**To do**: Please state how many patients the National Patient Advocate Foundation represents, according to the article on reducing low-value care.

**Passage for review**:
+ + + + +

Reducing Low-Value Care May Mean Tough Conversations With Stakeholders
Laura Joszt, MA
Reducing low-value care can free up money to be spent on high-value services, but it’s a delicate conversation to have, according to panelists at the University of Michigan Center for Value-Based Insurance Design (V-BID)’s V-BID Summit, held March 13 in Ann Arbor, Michigan.
The concept of value is well known among health policy experts, the payer community, and policy makers, but patients do not necessarily have the same idea of what value means, explained Daniel Carey, MD, secretary of Health and Human Resources for the Commonwealth of Virginia.
For instance, when the concept of value is introduced into a conversation around achieving access to care, some stakeholders might get the wrong idea, he said.
“For some, I found out in the last 6 or 8 months, that sounds like we’re trying to reduce access…trying to take something away,” Carey explained.
The language being used in these discussions is crucial, said Gwen Darien, BA, executive vice president for patient advocacy and engagement at the National Patient Advocate Foundation. Her organization represents approximately 150,000 patients who are primarily low income and underresourced and have trouble accessing quality, affordable, and equitable care.
Patients don’t think about the mathematical formulas that policy makers and other experts in the field are using to define value and remove services that are considered low value because they might cause harm or be unnecessary. Instead, patients are concerned with a notion ingrained in American culture that if something is being taken away from them, then they’re being stinted.
The conversation has to make it clear that services are being taken away in order to keep patients safe from harm, she added.
“A lot of the ways that we’ve talked about reducing low-value services [have] had to do with waste and waste in the system,” Darien said. “People do not want to hear that anything that their doctor is prescribing for them is wasteful.”

+ + + + +

**Exercise data**:
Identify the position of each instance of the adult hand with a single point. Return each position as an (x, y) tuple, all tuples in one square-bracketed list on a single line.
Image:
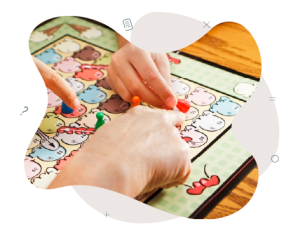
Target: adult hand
[(135, 72), (132, 155), (56, 83)]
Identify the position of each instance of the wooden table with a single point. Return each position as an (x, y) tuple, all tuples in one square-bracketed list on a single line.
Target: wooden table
[(229, 44)]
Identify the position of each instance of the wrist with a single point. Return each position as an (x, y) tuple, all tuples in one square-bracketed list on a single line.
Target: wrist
[(103, 173)]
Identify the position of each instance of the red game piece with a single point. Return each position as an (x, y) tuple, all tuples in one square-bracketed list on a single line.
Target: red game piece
[(183, 105)]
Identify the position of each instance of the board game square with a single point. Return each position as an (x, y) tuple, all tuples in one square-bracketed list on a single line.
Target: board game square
[(162, 202), (225, 145), (237, 150), (229, 156), (194, 205), (218, 151), (183, 200), (195, 172), (222, 163), (171, 194), (214, 170), (174, 208), (225, 175)]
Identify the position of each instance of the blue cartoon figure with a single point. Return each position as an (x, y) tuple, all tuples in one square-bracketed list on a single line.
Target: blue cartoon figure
[(49, 56), (92, 95), (225, 106), (48, 155)]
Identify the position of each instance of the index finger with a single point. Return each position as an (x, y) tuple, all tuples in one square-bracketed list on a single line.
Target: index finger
[(56, 83), (149, 72)]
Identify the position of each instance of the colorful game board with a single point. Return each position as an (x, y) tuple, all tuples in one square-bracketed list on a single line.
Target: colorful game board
[(80, 51)]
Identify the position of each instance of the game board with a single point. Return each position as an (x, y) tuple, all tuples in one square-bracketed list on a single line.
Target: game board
[(80, 51)]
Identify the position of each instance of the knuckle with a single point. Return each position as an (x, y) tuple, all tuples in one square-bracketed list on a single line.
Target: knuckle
[(134, 88), (150, 75)]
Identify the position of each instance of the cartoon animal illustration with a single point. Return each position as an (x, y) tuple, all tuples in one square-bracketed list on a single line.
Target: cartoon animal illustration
[(62, 162), (90, 119), (50, 123), (209, 121), (35, 141), (103, 83), (192, 113), (76, 112), (202, 184), (90, 33), (48, 155), (49, 56), (92, 95), (115, 104), (47, 142), (75, 84), (88, 53), (52, 99), (44, 180), (71, 138), (200, 97), (67, 46), (90, 72), (174, 60), (69, 65), (225, 106), (193, 137), (39, 36), (180, 87), (245, 89), (104, 60), (31, 168)]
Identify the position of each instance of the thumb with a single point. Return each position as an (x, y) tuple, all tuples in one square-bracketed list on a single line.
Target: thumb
[(56, 83)]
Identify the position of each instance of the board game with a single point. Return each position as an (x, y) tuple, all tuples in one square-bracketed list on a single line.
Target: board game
[(80, 51)]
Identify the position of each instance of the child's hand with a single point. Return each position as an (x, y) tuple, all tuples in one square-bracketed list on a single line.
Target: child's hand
[(131, 67), (56, 83)]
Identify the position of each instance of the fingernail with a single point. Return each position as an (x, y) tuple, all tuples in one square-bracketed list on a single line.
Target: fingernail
[(76, 103), (166, 107), (171, 101)]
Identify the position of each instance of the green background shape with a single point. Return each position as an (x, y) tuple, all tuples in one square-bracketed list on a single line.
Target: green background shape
[(223, 158)]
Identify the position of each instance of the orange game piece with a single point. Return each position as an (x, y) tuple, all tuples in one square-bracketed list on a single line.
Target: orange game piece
[(136, 100)]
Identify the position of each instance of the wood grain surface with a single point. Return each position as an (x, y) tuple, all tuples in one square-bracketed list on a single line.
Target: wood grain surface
[(232, 45)]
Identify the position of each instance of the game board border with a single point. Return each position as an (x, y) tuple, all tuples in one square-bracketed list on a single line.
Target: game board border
[(211, 202)]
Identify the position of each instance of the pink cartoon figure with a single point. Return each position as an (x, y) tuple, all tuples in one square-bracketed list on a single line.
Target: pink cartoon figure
[(90, 119), (76, 112), (193, 137), (31, 168), (69, 65), (62, 162), (52, 99), (90, 72), (200, 97)]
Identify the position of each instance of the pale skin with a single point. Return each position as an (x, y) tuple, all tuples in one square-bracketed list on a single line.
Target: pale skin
[(148, 152)]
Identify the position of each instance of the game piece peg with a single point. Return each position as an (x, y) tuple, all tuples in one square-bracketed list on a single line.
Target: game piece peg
[(100, 121), (183, 106), (65, 109), (136, 100)]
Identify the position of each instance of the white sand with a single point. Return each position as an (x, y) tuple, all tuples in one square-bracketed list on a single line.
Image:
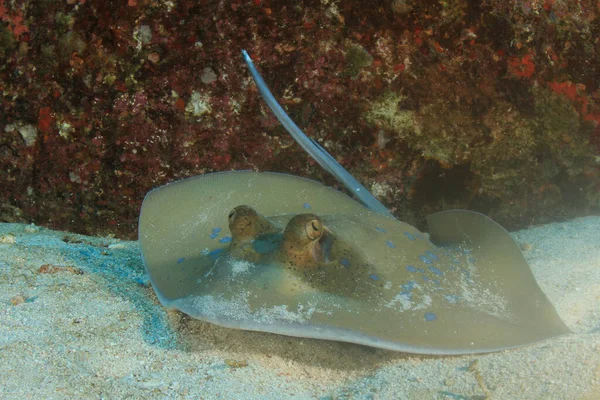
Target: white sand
[(102, 334)]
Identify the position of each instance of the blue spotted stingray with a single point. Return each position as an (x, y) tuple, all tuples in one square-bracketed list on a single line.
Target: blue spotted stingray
[(306, 260)]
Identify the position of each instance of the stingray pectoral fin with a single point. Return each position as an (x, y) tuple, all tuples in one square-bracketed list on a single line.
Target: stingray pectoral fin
[(499, 264)]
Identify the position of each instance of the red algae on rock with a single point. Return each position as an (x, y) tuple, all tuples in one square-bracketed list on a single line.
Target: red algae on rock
[(491, 106)]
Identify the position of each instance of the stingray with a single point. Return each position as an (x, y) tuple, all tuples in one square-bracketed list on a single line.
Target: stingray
[(278, 253)]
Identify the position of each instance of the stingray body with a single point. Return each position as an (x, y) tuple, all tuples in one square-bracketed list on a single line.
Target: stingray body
[(384, 284), (278, 253)]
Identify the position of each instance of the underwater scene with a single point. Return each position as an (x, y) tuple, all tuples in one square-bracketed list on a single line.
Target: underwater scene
[(312, 199)]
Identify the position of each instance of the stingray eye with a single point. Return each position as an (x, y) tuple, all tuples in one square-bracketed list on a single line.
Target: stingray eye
[(313, 229)]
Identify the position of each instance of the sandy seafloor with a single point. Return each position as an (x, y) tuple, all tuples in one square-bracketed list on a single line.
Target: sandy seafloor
[(87, 325)]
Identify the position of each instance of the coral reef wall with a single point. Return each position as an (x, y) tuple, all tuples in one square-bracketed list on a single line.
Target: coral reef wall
[(489, 105)]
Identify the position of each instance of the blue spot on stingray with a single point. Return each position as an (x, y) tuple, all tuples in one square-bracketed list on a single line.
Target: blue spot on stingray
[(406, 295), (425, 259), (430, 317), (213, 255), (450, 298)]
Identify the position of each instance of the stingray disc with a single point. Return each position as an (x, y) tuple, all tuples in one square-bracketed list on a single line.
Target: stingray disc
[(385, 284)]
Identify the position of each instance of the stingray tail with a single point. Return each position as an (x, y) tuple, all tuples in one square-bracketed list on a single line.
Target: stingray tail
[(316, 151)]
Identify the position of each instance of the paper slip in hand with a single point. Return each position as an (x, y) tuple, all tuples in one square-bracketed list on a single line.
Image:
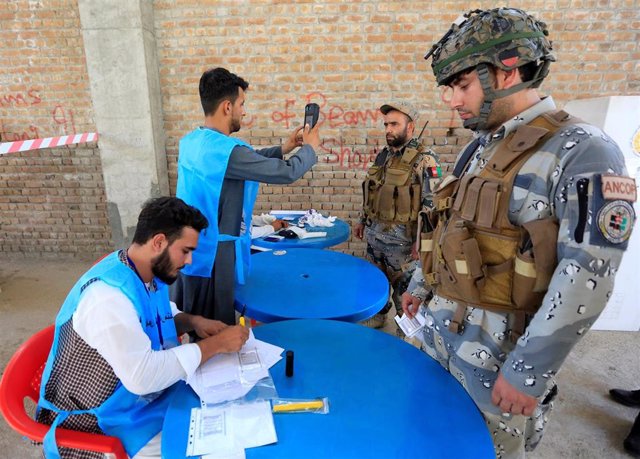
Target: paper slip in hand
[(410, 327), (230, 376)]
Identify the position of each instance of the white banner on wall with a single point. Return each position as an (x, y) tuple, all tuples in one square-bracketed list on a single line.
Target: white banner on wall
[(619, 117)]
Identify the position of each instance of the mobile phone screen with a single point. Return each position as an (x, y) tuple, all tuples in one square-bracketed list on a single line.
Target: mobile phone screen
[(308, 119)]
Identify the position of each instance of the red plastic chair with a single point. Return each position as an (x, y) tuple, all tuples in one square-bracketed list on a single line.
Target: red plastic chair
[(21, 379)]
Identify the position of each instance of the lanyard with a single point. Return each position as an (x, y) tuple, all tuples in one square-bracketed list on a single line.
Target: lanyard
[(158, 319)]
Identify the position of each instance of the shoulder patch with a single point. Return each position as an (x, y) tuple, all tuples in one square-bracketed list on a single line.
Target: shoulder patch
[(618, 187), (615, 221)]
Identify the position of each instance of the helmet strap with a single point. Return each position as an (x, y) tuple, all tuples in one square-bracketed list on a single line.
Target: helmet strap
[(479, 123)]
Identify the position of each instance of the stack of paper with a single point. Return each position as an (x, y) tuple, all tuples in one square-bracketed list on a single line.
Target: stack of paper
[(224, 431), (410, 327), (230, 376), (304, 234), (223, 427)]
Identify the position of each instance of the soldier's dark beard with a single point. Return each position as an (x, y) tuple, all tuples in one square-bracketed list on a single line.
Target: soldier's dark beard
[(162, 268), (397, 141)]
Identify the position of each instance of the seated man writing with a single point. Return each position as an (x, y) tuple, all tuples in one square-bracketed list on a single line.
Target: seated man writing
[(115, 355)]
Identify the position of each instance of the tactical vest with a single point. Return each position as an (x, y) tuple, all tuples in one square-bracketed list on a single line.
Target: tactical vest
[(389, 192), (470, 251)]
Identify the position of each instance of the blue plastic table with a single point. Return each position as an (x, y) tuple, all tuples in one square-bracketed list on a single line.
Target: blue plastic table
[(336, 234), (311, 284), (387, 399)]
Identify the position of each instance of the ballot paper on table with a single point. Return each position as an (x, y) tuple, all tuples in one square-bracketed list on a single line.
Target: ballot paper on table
[(224, 431), (304, 234), (410, 326), (230, 376)]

+ + + + +

**Exercise result**: Approximately 150,000 patients, primarily low income and underresourced.